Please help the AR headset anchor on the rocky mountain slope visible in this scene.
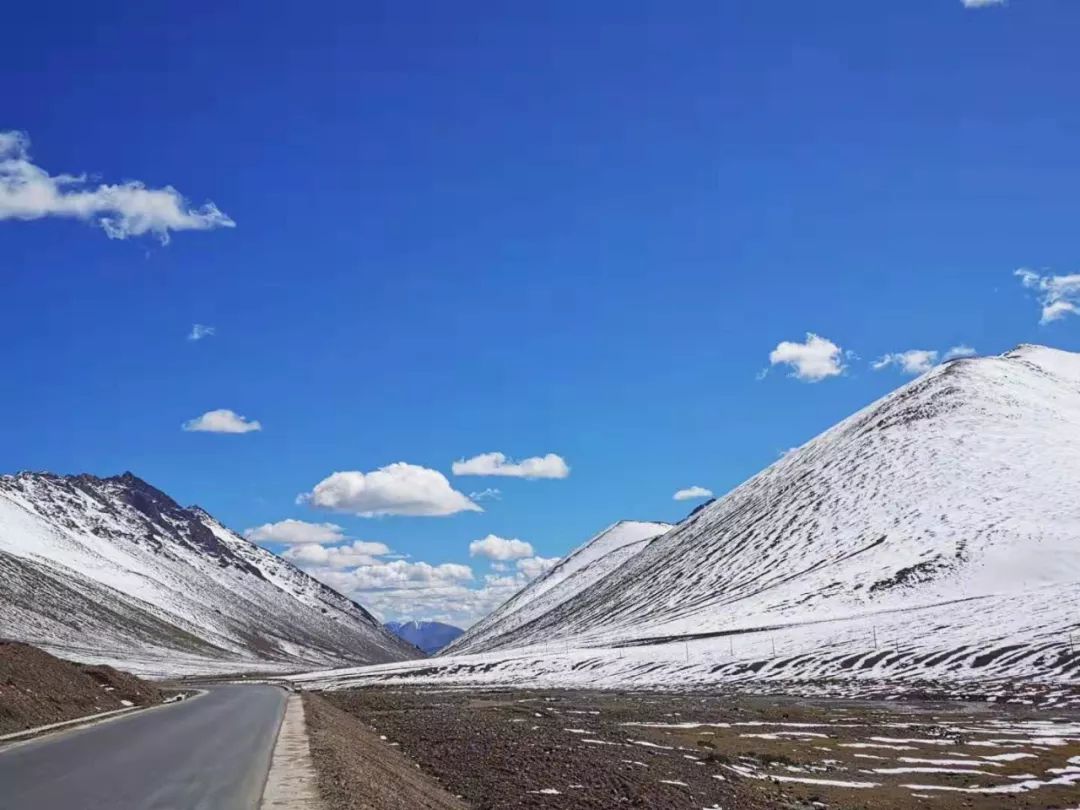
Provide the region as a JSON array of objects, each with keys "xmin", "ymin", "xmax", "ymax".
[
  {"xmin": 0, "ymin": 472, "xmax": 417, "ymax": 676},
  {"xmin": 0, "ymin": 641, "xmax": 164, "ymax": 735},
  {"xmin": 385, "ymin": 621, "xmax": 463, "ymax": 654},
  {"xmin": 443, "ymin": 520, "xmax": 673, "ymax": 656},
  {"xmin": 293, "ymin": 345, "xmax": 1080, "ymax": 692}
]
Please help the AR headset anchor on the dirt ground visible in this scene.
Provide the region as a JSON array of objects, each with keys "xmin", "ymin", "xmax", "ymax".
[
  {"xmin": 304, "ymin": 692, "xmax": 468, "ymax": 810},
  {"xmin": 320, "ymin": 687, "xmax": 1080, "ymax": 810},
  {"xmin": 0, "ymin": 641, "xmax": 163, "ymax": 735}
]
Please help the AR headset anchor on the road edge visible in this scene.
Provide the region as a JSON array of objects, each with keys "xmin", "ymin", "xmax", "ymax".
[
  {"xmin": 0, "ymin": 690, "xmax": 205, "ymax": 752},
  {"xmin": 260, "ymin": 690, "xmax": 324, "ymax": 809}
]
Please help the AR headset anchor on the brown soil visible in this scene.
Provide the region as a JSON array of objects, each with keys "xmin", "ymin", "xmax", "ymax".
[
  {"xmin": 321, "ymin": 687, "xmax": 1080, "ymax": 810},
  {"xmin": 0, "ymin": 641, "xmax": 163, "ymax": 735},
  {"xmin": 304, "ymin": 692, "xmax": 469, "ymax": 810}
]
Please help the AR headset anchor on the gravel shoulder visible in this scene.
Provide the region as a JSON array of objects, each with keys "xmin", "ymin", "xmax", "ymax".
[{"xmin": 303, "ymin": 693, "xmax": 468, "ymax": 810}]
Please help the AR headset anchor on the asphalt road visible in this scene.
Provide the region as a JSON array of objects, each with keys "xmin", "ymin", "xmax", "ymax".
[{"xmin": 0, "ymin": 684, "xmax": 287, "ymax": 810}]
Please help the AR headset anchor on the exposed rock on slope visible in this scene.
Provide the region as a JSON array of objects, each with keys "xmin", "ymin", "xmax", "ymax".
[
  {"xmin": 0, "ymin": 472, "xmax": 417, "ymax": 676},
  {"xmin": 0, "ymin": 641, "xmax": 163, "ymax": 735}
]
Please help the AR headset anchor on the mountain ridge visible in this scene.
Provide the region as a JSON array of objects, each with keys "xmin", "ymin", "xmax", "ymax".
[
  {"xmin": 444, "ymin": 519, "xmax": 674, "ymax": 655},
  {"xmin": 0, "ymin": 471, "xmax": 416, "ymax": 676},
  {"xmin": 293, "ymin": 344, "xmax": 1080, "ymax": 691}
]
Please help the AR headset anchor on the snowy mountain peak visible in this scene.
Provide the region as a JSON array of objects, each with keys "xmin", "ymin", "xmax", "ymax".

★ ★ ★ ★

(WHAT TO PRODUCE) Counting every line of the records above that has the word "Please", state the total and give nothing besides it.

(THE ANSWER) 9